## Exercise goal
Continue the passage on soccer in New South Wales from where it stops.

# Start of Source document

Soccer in New South Wales is a popular participation and spectator sport. It is organised and managed on a state level by two separate governing bodies; Football NSW and Northern New South Wales Football which are affiliated at a national level to Football Federation Australia.

New South Wales and the state historically has had a large influence on soccer in Australia. It has the most registered soccer players in the country, with over 457,285 players, and the most teams in the professional A-League competition.

New South Wales has the highest participation of any football playing state in the country, with a total of 7% of the population regularly playing or watching the sport.

National Representation

Current top level teams
Five of the twelve teams in the A-League are based in New South Wales: Western Sydney Wanderers, Sydney FC, Macarthur FC, Newcastle Jets and Central Coast Mariners.

NSW is represented in the national women's W-League by Newcastle Jets, Sydney FC and Western Sydney Wanderers associated women's teams.  Central Coast Mariners also had a team in the W-League between 2008–2010.

# End of Source document
# Start of Given records

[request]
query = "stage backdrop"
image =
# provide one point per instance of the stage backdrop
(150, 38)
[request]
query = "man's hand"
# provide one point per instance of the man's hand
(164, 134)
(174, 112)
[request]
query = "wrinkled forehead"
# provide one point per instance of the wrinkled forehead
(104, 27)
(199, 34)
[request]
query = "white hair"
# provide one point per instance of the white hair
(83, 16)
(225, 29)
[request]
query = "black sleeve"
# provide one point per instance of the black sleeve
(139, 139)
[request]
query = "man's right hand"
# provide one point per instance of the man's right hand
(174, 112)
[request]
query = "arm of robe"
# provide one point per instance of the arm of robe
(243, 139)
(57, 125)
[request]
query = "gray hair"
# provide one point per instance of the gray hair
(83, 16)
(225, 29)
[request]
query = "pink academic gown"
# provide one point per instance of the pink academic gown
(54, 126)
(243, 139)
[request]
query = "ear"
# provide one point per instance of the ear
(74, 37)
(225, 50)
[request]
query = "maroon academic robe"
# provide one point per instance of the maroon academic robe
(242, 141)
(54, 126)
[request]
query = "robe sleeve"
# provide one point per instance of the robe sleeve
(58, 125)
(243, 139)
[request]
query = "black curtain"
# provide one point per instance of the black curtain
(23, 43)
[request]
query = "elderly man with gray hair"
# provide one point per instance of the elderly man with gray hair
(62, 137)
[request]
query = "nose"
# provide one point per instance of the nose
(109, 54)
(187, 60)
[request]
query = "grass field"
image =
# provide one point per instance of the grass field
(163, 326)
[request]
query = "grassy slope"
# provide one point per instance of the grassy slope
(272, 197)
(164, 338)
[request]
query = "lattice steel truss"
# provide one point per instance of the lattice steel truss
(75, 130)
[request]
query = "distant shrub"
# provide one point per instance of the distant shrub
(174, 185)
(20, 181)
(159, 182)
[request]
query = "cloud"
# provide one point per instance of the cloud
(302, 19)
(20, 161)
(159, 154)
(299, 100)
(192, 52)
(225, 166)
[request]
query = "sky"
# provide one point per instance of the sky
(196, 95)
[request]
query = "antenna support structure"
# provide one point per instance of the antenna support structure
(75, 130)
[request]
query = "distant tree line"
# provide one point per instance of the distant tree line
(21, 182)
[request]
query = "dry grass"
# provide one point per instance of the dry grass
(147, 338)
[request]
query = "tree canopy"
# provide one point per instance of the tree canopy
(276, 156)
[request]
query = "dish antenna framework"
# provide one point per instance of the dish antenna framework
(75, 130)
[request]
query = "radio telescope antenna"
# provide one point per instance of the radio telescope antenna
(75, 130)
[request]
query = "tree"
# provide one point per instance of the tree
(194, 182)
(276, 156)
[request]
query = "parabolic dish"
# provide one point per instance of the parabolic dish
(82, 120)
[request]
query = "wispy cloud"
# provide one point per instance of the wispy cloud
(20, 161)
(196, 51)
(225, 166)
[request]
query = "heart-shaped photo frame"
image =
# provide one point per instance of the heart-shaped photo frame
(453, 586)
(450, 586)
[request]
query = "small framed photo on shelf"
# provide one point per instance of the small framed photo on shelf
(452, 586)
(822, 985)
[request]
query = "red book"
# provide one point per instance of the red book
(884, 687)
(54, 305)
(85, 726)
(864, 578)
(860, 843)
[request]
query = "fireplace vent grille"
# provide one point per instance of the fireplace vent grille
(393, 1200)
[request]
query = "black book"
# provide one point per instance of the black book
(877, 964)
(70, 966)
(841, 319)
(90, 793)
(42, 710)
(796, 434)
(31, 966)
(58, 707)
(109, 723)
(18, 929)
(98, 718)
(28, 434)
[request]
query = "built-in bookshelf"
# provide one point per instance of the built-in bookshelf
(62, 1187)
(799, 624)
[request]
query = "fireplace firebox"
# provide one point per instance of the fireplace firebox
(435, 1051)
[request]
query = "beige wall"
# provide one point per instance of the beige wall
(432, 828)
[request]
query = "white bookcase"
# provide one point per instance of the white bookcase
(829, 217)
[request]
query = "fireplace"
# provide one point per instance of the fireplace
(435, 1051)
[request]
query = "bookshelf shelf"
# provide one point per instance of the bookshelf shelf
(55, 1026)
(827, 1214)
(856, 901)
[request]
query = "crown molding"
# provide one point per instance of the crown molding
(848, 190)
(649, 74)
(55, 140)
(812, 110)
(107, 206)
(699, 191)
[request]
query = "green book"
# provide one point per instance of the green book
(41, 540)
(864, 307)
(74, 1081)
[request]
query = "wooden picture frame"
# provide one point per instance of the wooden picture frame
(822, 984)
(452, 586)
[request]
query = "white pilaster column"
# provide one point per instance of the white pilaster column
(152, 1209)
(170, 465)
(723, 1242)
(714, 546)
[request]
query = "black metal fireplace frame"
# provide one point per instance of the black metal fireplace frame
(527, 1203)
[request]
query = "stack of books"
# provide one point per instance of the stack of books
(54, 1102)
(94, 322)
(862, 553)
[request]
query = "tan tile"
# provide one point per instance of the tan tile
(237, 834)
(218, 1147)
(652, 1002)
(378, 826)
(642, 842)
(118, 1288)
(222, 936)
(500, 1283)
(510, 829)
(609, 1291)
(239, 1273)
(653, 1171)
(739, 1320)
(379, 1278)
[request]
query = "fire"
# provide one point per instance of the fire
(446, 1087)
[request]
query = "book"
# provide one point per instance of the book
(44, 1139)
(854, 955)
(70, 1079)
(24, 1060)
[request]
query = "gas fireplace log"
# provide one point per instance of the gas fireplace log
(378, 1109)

# End of Given records

## The answer
New South Wales sends teams to the annual national youth competitions in the form of New South Wales Metropolitan and New South Wales Country (run by Football NSW) and Northern New South Wales (run by Northern NSW Football).

Defunct National Soccer League
New South Wales had many different teams in the NSL over the years.  NSW usually had at least the first or second most clubs in the league and also got many premierships over the years. There is a list below of clubs from NSW that participated in the NSL and are still running today in NSW competitions.
A.P.I.A. Leichhardt Tigers
Blacktown City Demons
Canterbury-Marrickville
Marconi Stallions
Newcastle Rosebud United
Parramatta Eagles
St George Saints
Sydney Olympic
Sydney United
Wollongong Wolves

Football NSW Competitions

In the main the Youth and Senior competitions are divided into two sections: Club or Amateur 
Soccer which is run by each association, and Representative or Semi-Pro soccer which is run by Football NSW.

In 2008 there was a major restructuring of the New South Wales Men's, Women's and Youth competitions. The youth teams were restructured to be aligned with their Senior Clubs. The Men's Senior competitions was restructured to add new teams to the NSW Premier League and a new promotion/relegation system was introduced.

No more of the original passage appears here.